> _What you should do_
Copy the listing as it is written, and leave each picture out.

> _Source information_
· · · · ·

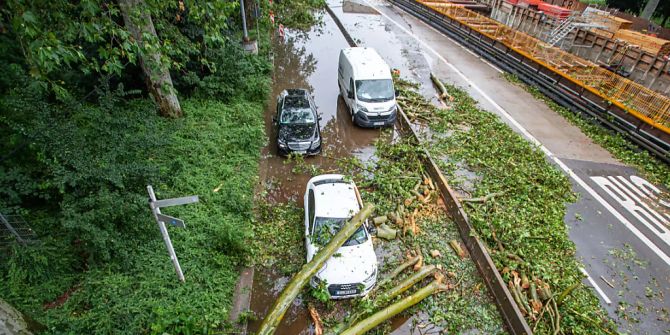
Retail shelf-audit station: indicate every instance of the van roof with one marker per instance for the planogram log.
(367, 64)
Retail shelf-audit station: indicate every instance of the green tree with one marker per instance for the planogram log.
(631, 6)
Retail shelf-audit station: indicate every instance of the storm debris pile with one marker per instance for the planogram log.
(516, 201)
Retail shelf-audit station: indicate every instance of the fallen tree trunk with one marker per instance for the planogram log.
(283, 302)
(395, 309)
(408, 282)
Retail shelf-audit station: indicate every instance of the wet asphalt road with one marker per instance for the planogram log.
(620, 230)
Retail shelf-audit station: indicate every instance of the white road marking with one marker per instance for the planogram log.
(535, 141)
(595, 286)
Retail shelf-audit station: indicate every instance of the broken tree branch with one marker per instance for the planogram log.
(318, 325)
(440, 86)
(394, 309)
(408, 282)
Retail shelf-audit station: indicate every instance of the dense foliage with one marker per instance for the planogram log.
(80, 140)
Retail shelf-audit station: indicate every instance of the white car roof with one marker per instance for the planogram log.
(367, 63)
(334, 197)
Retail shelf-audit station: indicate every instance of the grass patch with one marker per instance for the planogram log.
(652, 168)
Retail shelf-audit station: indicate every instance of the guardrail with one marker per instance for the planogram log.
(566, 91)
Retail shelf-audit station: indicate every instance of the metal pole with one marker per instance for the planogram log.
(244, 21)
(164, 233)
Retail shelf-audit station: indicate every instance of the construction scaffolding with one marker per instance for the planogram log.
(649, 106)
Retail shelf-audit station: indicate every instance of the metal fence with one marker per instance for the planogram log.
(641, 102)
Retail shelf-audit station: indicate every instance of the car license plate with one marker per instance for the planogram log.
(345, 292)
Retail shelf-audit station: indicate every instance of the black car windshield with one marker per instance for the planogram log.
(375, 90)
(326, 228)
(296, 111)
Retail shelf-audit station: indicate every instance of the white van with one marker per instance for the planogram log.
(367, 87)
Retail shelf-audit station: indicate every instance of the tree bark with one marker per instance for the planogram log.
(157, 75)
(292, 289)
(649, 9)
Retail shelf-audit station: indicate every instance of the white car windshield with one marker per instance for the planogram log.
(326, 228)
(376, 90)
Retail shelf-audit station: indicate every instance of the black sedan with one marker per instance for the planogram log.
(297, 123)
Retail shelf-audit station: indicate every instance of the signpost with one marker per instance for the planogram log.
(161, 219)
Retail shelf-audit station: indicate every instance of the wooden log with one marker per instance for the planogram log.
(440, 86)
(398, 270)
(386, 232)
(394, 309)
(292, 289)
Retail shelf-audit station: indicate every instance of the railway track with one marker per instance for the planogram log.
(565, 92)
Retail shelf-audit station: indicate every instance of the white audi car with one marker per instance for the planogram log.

· · · · ·

> _Exercise output_
Retail shelf-audit station: indicate every instance of the van roof with one marker per instance for the planogram log.
(367, 64)
Retail shelf-audit station: indicate every instance of the green tree with one marker per instance for the planogram log.
(631, 6)
Retail shelf-audit station: indicate every instance of the storm debris pile with one marker per instance for the planogram log.
(516, 201)
Retail shelf-audit station: indicate every instance of the fallen tree trunk with one marker per instance for the planogram log.
(283, 302)
(395, 309)
(408, 282)
Retail shelf-audit station: indicate every instance of the wet asphalt road with one marker per instance for the planogram log.
(620, 230)
Retail shelf-audit station: indicate every instance of the white road marking with one marker per instance for the planogram log.
(535, 141)
(595, 286)
Retail shelf-audit station: indicate every instance of the broken tree branch with one marker per instance for the planogram log.
(318, 325)
(440, 86)
(394, 309)
(408, 282)
Retail shelf-audit station: indicate every instance of the dense foliage with one marker per instance for the planogram log.
(80, 140)
Retail shelf-audit station: indicate every instance of the white car roof with one marker per instance for the planogram log.
(367, 63)
(334, 197)
Retail shelf-audit station: indicate every instance of the grass patch with one marker per instance for the planogram log.
(652, 168)
Retail shelf-audit station: indicate every instance of the guardrail with one marker per instance for the planogram log.
(566, 91)
Retail shelf-audit station: indicate every instance of the metal pole with one marker per instance for the planogram log.
(244, 21)
(164, 233)
Retail shelf-audit station: indicate every instance of the construction scaffolding with one marker per instance for the planogram log.
(649, 106)
Retail shelf-audit station: indicate every instance of the metal fence with one marker per instance for the planogram log.
(641, 102)
Retail shelf-audit station: indicate every instance of the car license plate with one marker per instance for the planogram log.
(345, 292)
Retail shelf-audit station: indicate every instance of the black car windshield with one marker per instance for the planogram log.
(375, 90)
(326, 228)
(296, 111)
Retail shelf-audit station: indicate every instance of the white van with one marker per instance for the planogram log.
(367, 87)
Retail shelf-audit station: indicate every instance of the tree bark with one marker per instance for the planogram log.
(157, 75)
(292, 289)
(649, 9)
Retail shelf-audit station: indicate every instance of the white car windshield with one marker per instance for the planogram log.
(326, 228)
(376, 90)
Retail shelf-audit station: indicate every instance of the black sedan with one marker per instance for the planogram log.
(297, 123)
Retail shelf-audit station: indicate every instance of the signpost with one marker per instance for the planogram log.
(161, 219)
Retail shelf-audit station: indicate every instance of the wooden log with one marker per instance for the planogram log.
(440, 86)
(398, 270)
(386, 232)
(394, 309)
(292, 289)
Retail shelf-audit station: indicate every instance of the railway track with one marker per instance for the planogram log.
(565, 92)
Retail shelf-audit station: indicate every instance of the white audi car with one marker per instance for the planogram log.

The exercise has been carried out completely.